## Tasks and exercises
a - Can you sum up the Boundary Waters snapping turtle passage in two sentences?
b - Could you carry the Boundary Waters snapping turtle passage forward from its last sentence?

## Provided passage
================
Every campsite in the Boundary Waters Wilderness between Minnesota and Canada comes equipped with a fire grate, a pit toilet, a tent site … and a snapping turtle.

These ancient creatures, some a hundred years old weighing 75 pounds, haunt the campsites, waiting for a stringer of fish to float in.

As a fisherman myself, I feel a kinship. Many times I’ve crouched on the greenstone shore, fileting my catch, listening to the nasal breath of a hungry snapper mere feet away.

I love to see these old predators lurk the shore. I love to think about their slow underwater ways. But it wasn’t always so. When I was younger, I resented them. I saw snapping turtles as adversaries rather than fellow travelers.

One time, a friend and I paddled into a campsite towing a hard-won stringer of walleye. With rain on the horizon, I said, “Let’s set up the tent quick, and then I’ll clean the fish.” Moments later, a telltale thrashing at the water’s edge revealed an old snapper with fish-full jaws.
================
## Pointing rows
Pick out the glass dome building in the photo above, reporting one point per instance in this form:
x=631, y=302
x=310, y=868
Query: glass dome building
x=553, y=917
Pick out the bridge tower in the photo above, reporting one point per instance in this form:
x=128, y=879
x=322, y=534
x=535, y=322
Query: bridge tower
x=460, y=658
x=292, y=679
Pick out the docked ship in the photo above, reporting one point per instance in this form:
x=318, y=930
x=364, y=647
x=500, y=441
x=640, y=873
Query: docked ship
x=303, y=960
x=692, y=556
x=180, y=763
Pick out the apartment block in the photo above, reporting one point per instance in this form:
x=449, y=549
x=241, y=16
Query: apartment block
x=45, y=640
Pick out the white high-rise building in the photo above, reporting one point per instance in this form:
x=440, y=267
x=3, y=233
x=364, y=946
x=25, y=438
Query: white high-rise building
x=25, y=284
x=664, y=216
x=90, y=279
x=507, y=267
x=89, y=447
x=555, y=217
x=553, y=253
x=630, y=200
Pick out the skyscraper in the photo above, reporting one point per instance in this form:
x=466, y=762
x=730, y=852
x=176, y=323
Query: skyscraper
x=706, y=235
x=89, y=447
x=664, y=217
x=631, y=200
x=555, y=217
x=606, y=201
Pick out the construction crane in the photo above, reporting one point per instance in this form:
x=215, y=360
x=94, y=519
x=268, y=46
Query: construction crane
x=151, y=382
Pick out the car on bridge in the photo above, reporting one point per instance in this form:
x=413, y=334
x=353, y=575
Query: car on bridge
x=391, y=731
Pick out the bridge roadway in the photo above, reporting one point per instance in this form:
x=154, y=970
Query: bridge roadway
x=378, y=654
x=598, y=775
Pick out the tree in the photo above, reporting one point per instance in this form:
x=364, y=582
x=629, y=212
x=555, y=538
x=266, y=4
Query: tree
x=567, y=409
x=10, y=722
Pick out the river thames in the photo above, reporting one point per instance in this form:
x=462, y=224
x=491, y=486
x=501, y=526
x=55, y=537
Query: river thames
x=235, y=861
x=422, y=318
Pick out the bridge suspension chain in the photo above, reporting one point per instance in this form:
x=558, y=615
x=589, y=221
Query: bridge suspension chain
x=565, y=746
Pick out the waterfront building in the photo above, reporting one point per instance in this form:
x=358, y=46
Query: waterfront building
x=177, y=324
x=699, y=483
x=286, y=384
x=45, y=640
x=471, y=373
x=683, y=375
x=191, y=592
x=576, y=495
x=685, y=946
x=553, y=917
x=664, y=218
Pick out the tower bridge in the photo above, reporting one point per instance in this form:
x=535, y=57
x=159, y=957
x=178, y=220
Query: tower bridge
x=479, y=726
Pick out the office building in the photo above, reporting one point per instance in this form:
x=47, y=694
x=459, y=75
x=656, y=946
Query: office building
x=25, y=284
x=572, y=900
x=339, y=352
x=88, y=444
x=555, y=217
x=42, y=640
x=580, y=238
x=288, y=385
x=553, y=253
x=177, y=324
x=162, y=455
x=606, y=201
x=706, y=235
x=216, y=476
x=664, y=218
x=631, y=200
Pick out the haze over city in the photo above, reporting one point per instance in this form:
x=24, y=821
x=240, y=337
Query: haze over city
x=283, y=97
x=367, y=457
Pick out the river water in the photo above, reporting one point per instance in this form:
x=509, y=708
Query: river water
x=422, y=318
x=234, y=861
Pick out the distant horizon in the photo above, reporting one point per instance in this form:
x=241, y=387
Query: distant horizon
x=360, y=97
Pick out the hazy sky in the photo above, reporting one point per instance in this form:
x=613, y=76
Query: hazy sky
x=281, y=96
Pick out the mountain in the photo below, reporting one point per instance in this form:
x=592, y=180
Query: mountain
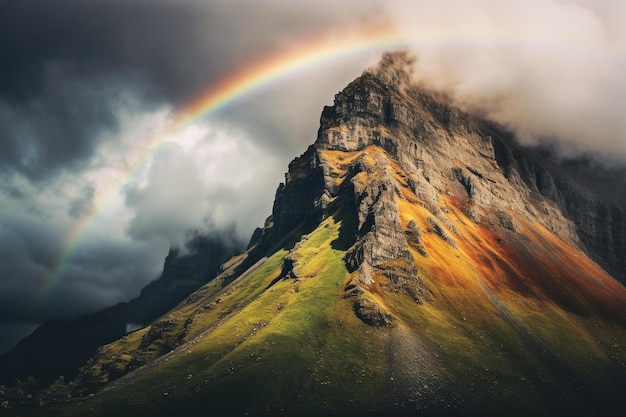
x=417, y=261
x=59, y=348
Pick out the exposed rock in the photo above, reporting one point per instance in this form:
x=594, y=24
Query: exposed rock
x=371, y=312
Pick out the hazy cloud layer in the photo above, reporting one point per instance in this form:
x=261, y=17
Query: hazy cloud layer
x=84, y=83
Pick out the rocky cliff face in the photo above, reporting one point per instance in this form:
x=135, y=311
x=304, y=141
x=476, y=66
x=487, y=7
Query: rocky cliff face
x=59, y=348
x=442, y=151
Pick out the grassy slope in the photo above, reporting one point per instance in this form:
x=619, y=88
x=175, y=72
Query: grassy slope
x=496, y=336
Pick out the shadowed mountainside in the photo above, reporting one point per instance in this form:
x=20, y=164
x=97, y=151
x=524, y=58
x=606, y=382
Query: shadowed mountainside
x=417, y=262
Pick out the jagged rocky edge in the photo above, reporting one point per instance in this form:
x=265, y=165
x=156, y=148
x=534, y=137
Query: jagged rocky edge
x=371, y=111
================
## Solved problems
a - Every campsite in the Boundary Waters Wilderness has a snapping turtle, some of them a hundred years old and weighing 75 pounds, that waits for a stringer of fish to float in. The narrator, a fisherman, now loves to watch these old predators but once resented them as adversaries, as when an old snapper turned up with fish-full jaws while the narrator and a friend set up their tent ahead of rain.

b -
Thoughtlessly, I reached for a small boulder at my feet and lobbed it downslope toward the turtle. It struck the granite shelf and careened into the water, where it hit the animal. When the water settled, the ancient creature sunk back into the depths, but the crimson ribbon trailing away revealed its mortal injury. The impact had driven the old turtle into the granite beneath, cracking its carapace.

I felt a deep flush of shame that I feel even now. It is decades old, yet still it lurks.

I’m Chris Fink, and that’s my perspective.